■ **Work required**: Rewrite the lines below, starting at the line that contains "Could you please indicate the dark" and ending at the last line, replacing "innermost point" with "central point" and changing nothing else.

■ **Material for this exercise**:
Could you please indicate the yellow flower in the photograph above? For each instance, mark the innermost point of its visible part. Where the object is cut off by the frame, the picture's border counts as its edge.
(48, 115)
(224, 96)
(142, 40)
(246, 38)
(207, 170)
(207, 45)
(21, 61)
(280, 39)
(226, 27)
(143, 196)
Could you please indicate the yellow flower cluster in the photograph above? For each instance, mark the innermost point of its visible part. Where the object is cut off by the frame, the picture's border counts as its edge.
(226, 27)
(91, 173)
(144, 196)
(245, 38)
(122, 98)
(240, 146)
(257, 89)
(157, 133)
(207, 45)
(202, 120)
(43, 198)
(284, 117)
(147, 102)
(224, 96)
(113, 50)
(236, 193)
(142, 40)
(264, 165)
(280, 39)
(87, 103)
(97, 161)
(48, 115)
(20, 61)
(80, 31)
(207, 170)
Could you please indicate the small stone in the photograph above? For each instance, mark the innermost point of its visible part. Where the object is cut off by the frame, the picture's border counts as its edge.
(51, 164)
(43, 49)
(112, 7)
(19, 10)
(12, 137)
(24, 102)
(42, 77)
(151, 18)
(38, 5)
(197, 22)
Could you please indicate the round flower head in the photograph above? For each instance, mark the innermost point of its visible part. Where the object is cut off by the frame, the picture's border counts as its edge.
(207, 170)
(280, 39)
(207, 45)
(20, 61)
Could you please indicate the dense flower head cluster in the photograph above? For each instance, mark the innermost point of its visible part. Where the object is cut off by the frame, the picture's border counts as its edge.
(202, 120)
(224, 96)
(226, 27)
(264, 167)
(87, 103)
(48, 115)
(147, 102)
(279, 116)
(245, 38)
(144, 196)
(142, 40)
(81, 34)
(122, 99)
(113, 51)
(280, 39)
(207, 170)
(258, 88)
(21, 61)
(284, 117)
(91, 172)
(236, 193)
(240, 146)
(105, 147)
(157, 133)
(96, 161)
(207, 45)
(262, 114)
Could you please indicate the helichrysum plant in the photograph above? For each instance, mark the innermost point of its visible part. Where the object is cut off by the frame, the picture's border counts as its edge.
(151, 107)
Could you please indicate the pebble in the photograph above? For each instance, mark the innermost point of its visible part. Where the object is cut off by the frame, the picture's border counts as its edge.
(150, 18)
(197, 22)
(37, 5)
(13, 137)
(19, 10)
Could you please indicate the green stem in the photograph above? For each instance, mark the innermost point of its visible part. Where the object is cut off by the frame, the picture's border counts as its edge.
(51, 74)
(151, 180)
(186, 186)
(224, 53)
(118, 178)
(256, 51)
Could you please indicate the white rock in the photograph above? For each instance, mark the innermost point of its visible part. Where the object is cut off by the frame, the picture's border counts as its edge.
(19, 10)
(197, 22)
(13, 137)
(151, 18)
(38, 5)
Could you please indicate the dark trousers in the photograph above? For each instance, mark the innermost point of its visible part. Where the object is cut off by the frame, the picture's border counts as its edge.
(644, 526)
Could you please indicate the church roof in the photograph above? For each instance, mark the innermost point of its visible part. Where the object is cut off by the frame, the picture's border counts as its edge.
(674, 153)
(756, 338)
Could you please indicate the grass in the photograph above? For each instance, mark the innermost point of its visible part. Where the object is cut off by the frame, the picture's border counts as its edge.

■ **Complete output**:
Could you please indicate the dark trousers in the photograph above? For each instance, mark the central point of its visible part. Where the object is cut off by the frame, the picture's border counts as its edge.
(644, 526)
Could you please indicate the church roof in the photograph above? For each instance, mark the central point of its visible part. Where the object is cut off by the frame, the picture's border counts as its edge.
(674, 153)
(756, 338)
Could you please indicate the grass in the photograph above? For each instance, mark the central point of its visible part. Where the object is cut off by the frame, the picture's border counts as its edge.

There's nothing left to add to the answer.